* Records to use

= = = = =

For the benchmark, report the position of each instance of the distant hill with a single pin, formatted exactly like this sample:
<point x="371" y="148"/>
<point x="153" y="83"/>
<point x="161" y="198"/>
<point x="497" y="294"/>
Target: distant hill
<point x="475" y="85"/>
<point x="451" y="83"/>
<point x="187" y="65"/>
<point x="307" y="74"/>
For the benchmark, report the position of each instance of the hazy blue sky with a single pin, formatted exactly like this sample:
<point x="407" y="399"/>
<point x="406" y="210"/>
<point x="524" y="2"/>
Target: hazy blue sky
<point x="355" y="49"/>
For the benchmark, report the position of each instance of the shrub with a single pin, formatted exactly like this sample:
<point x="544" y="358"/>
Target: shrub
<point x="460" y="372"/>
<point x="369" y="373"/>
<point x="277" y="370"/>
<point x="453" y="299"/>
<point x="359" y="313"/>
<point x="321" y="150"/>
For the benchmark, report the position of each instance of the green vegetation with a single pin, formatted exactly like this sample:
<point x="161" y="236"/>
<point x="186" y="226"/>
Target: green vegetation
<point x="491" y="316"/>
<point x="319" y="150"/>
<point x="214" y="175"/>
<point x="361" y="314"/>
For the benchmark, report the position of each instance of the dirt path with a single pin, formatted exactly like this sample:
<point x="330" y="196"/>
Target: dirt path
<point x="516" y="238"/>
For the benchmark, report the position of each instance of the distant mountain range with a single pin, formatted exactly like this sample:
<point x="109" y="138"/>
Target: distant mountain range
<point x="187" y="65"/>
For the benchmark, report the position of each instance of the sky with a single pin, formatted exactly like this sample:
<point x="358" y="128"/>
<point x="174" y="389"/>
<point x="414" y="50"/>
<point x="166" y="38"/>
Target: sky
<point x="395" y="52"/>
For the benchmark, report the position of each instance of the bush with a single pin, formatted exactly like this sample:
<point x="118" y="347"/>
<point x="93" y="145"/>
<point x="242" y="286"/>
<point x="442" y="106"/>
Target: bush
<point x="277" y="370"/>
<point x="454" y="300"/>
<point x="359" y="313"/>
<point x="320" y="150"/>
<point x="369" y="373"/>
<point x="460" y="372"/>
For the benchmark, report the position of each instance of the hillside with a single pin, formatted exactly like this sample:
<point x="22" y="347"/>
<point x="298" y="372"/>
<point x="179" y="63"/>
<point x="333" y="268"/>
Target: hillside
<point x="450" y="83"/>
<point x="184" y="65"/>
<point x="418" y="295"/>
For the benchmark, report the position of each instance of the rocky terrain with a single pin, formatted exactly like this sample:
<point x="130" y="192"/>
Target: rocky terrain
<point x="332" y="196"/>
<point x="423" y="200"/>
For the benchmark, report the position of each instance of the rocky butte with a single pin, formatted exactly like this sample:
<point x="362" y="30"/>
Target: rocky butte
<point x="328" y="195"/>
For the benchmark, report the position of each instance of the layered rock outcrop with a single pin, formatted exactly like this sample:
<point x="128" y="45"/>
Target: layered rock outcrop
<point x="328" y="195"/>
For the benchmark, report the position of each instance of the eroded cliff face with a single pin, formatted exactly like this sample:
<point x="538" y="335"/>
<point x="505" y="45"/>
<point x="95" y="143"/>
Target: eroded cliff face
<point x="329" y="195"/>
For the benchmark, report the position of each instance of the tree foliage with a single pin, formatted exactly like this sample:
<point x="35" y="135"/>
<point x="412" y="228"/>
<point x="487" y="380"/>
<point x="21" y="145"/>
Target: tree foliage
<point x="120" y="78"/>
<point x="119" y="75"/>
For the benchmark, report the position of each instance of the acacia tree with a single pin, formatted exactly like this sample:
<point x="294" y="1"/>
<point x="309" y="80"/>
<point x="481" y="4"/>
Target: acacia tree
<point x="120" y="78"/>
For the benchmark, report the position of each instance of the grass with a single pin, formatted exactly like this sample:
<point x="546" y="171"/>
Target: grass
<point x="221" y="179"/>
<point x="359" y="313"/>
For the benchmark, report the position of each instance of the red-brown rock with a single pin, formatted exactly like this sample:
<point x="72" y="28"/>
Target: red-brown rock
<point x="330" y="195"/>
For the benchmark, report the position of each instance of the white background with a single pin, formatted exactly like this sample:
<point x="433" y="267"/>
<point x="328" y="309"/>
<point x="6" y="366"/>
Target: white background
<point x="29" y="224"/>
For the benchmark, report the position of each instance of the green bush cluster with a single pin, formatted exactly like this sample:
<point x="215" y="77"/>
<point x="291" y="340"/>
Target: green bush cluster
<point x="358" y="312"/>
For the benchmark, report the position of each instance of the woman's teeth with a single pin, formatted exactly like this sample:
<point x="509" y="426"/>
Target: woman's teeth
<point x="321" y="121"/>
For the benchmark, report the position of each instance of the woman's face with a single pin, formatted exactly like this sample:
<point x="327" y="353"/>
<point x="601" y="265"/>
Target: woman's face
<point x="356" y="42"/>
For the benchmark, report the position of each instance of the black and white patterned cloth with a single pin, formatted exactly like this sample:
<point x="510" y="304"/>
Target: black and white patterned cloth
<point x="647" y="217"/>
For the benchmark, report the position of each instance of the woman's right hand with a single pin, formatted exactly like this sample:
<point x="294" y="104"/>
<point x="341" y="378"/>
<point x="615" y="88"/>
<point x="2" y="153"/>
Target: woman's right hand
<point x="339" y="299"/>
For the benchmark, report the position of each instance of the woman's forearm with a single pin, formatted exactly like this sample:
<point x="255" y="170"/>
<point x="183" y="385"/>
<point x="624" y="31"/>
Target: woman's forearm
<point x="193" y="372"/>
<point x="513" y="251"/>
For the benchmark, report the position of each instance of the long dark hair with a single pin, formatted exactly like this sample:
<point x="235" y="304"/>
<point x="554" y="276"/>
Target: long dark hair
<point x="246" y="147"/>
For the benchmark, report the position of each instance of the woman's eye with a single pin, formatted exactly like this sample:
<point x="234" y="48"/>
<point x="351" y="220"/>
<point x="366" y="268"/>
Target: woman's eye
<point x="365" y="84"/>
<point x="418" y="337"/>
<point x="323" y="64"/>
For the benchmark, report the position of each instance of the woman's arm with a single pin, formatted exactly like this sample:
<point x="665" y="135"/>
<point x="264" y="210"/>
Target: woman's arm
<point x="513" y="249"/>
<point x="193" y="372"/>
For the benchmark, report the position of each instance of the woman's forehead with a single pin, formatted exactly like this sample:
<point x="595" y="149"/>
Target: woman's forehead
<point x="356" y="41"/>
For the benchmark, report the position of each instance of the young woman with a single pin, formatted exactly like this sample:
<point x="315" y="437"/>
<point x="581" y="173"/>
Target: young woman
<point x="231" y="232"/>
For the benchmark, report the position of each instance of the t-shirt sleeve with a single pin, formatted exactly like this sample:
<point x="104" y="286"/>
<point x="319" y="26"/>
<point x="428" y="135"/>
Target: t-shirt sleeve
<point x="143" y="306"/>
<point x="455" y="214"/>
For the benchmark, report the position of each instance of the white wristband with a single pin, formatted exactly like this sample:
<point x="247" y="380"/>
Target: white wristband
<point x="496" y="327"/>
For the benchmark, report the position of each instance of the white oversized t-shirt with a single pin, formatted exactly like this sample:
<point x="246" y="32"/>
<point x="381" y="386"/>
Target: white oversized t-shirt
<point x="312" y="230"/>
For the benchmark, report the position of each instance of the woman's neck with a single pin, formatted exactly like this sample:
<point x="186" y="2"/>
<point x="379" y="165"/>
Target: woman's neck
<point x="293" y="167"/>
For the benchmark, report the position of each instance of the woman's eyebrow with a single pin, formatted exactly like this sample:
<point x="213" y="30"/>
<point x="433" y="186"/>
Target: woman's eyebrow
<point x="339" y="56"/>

= = = = =

* What is expected
Nothing should be left out: return all of the records exactly.

* Written solution
For the benchmark, report the position of each instance of the distant hill with a single pin, formatted exactly like this sample:
<point x="371" y="148"/>
<point x="153" y="83"/>
<point x="161" y="198"/>
<point x="497" y="294"/>
Target: distant hill
<point x="475" y="85"/>
<point x="451" y="83"/>
<point x="187" y="65"/>
<point x="307" y="74"/>
For the benchmark, report the position of each instance of the hazy blue sky with a single pin, formatted exactly like this sample:
<point x="407" y="399"/>
<point x="406" y="210"/>
<point x="524" y="2"/>
Target: hazy blue sky
<point x="355" y="49"/>
For the benchmark, report the position of each instance of the shrub with a single pin, formatted exactly like this sample:
<point x="544" y="358"/>
Target: shrub
<point x="460" y="372"/>
<point x="369" y="373"/>
<point x="277" y="370"/>
<point x="453" y="299"/>
<point x="359" y="313"/>
<point x="321" y="150"/>
For the benchmark, report the position of each instance of the green vegetation with a single pin, formatted exactly like this sample:
<point x="161" y="236"/>
<point x="186" y="226"/>
Target: green vegetation
<point x="491" y="316"/>
<point x="319" y="150"/>
<point x="214" y="175"/>
<point x="361" y="314"/>
For the benchmark, report the position of each instance of the dirt path with a single pin, formatted exactly like this sample:
<point x="330" y="196"/>
Target: dirt path
<point x="516" y="238"/>
For the benchmark, report the position of each instance of the distant mountain range with a single pin, formatted exactly like this sample:
<point x="109" y="138"/>
Target: distant mountain range
<point x="187" y="65"/>
For the benchmark, report the position of each instance of the sky with a single pin, formatted exactly like this sample:
<point x="358" y="128"/>
<point x="174" y="389"/>
<point x="414" y="50"/>
<point x="166" y="38"/>
Target: sky
<point x="395" y="52"/>
For the benchmark, report the position of each instance of the bush with a single pin, formatted exactly like this sample:
<point x="118" y="347"/>
<point x="93" y="145"/>
<point x="242" y="286"/>
<point x="442" y="106"/>
Target: bush
<point x="277" y="370"/>
<point x="454" y="300"/>
<point x="359" y="313"/>
<point x="320" y="150"/>
<point x="369" y="373"/>
<point x="460" y="372"/>
For the benchmark, report the position of each instance of the hillside with a single pin, formatted exactly like this sample:
<point x="22" y="347"/>
<point x="298" y="372"/>
<point x="179" y="63"/>
<point x="333" y="268"/>
Target: hillside
<point x="450" y="83"/>
<point x="184" y="65"/>
<point x="418" y="295"/>
For the benchmark, report the position of each instance of the rocky terrain with a single pin, formatted exactly like this sample:
<point x="130" y="192"/>
Target: rocky terrain
<point x="332" y="196"/>
<point x="423" y="200"/>
For the benchmark, report the position of each instance of the rocky butte with a single pin, formatted exactly like this sample:
<point x="362" y="30"/>
Target: rocky butte
<point x="328" y="195"/>
For the benchmark, report the position of each instance of the layered rock outcrop with a single pin, formatted exactly like this sample:
<point x="128" y="45"/>
Target: layered rock outcrop
<point x="328" y="195"/>
For the benchmark, report the position of each instance of the eroded cliff face with a single pin, formatted exactly like this sample:
<point x="538" y="335"/>
<point x="505" y="45"/>
<point x="95" y="143"/>
Target: eroded cliff face
<point x="329" y="195"/>
For the benchmark, report the position of each instance of the tree foliage with a single pin, formatted exactly like this sample:
<point x="35" y="135"/>
<point x="412" y="228"/>
<point x="487" y="380"/>
<point x="21" y="145"/>
Target: tree foliage
<point x="120" y="78"/>
<point x="119" y="75"/>
For the benchmark, report the position of each instance of the acacia tree with a single pin, formatted exactly like this sample:
<point x="294" y="1"/>
<point x="309" y="80"/>
<point x="481" y="4"/>
Target: acacia tree
<point x="120" y="78"/>
For the benchmark, report the position of each instance of the grass with a single pin, formatted exactly like this sample:
<point x="546" y="171"/>
Target: grass
<point x="221" y="179"/>
<point x="359" y="313"/>
For the benchmark, report the position of each instance of the red-brown rock with a single pin, formatted exactly like this sample:
<point x="72" y="28"/>
Target: red-brown rock
<point x="330" y="195"/>
For the benchmark, report the position of each instance of the white background with a single pin, formatted exactly like this sample:
<point x="433" y="267"/>
<point x="328" y="309"/>
<point x="6" y="366"/>
Target: white background
<point x="29" y="224"/>
For the benchmark, report the position of each instance of the green bush cluster with a single pin, formatted exactly like this sample:
<point x="215" y="77"/>
<point x="291" y="340"/>
Target: green bush cluster
<point x="358" y="312"/>
For the benchmark, report the position of each instance of the woman's teeth with a single pin, formatted exactly like this sample:
<point x="509" y="426"/>
Target: woman's teeth
<point x="321" y="121"/>
For the benchmark, report the position of each instance of the woman's face with a single pin, formatted exactly like this sample:
<point x="327" y="353"/>
<point x="601" y="265"/>
Target: woman's face
<point x="356" y="42"/>
For the benchmark, report the position of each instance of the black and white patterned cloth with a single pin, formatted exactly like this sample:
<point x="510" y="304"/>
Target: black and white patterned cloth
<point x="647" y="217"/>
For the benchmark, report the position of each instance of the woman's right hand with a single pin, formatted exactly like this sample:
<point x="294" y="104"/>
<point x="341" y="378"/>
<point x="615" y="88"/>
<point x="2" y="153"/>
Target: woman's right hand
<point x="339" y="299"/>
For the benchmark, report the position of each instance of the woman's forearm with a single pin, formatted exactly like this sample:
<point x="255" y="170"/>
<point x="183" y="385"/>
<point x="624" y="31"/>
Target: woman's forearm
<point x="193" y="372"/>
<point x="513" y="251"/>
For the benchmark, report the position of each instance of the long dark hair with a single pin, formatted exactly like this sample:
<point x="235" y="304"/>
<point x="554" y="276"/>
Target: long dark hair
<point x="246" y="147"/>
For the benchmark, report the position of each instance of the woman's eye with a single pin, formatted exactly like this sample:
<point x="234" y="48"/>
<point x="351" y="220"/>
<point x="366" y="268"/>
Target: woman's eye
<point x="365" y="84"/>
<point x="418" y="337"/>
<point x="323" y="64"/>
For the benchmark, report the position of each instance of the woman's arm with a single pin, formatted exactly like this sample:
<point x="665" y="135"/>
<point x="264" y="210"/>
Target: woman's arm
<point x="513" y="249"/>
<point x="193" y="372"/>
For the benchmark, report the position of each instance of the woman's forehead with a single pin, formatted exactly like this sample:
<point x="595" y="149"/>
Target: woman's forehead
<point x="356" y="41"/>
For the benchmark, report the position of each instance of the young woman with a single pin, formatted exactly like this sample:
<point x="315" y="437"/>
<point x="581" y="173"/>
Target: young woman
<point x="231" y="232"/>
For the benchmark, report the position of each instance of the t-shirt sleeve with a single pin, formatted exactly like this sample:
<point x="104" y="286"/>
<point x="319" y="26"/>
<point x="428" y="135"/>
Target: t-shirt sleeve
<point x="143" y="306"/>
<point x="455" y="214"/>
For the benchmark, report the position of each instance of the white wristband with a single pin, formatted exactly like this sample:
<point x="247" y="380"/>
Target: white wristband
<point x="496" y="327"/>
For the benchmark, report the position of each instance of the white oversized t-shirt with a single pin, formatted exactly like this sample:
<point x="246" y="32"/>
<point x="381" y="386"/>
Target: white oversized t-shirt
<point x="312" y="230"/>
For the benchmark, report the position of each instance of the woman's neck with a single pin, formatted exactly like this sample:
<point x="186" y="2"/>
<point x="379" y="165"/>
Target: woman's neck
<point x="293" y="167"/>
For the benchmark, report the position of each instance of the woman's eyebrow with a single pin, formatted exactly like this sample:
<point x="213" y="30"/>
<point x="433" y="186"/>
Target: woman's eyebrow
<point x="339" y="56"/>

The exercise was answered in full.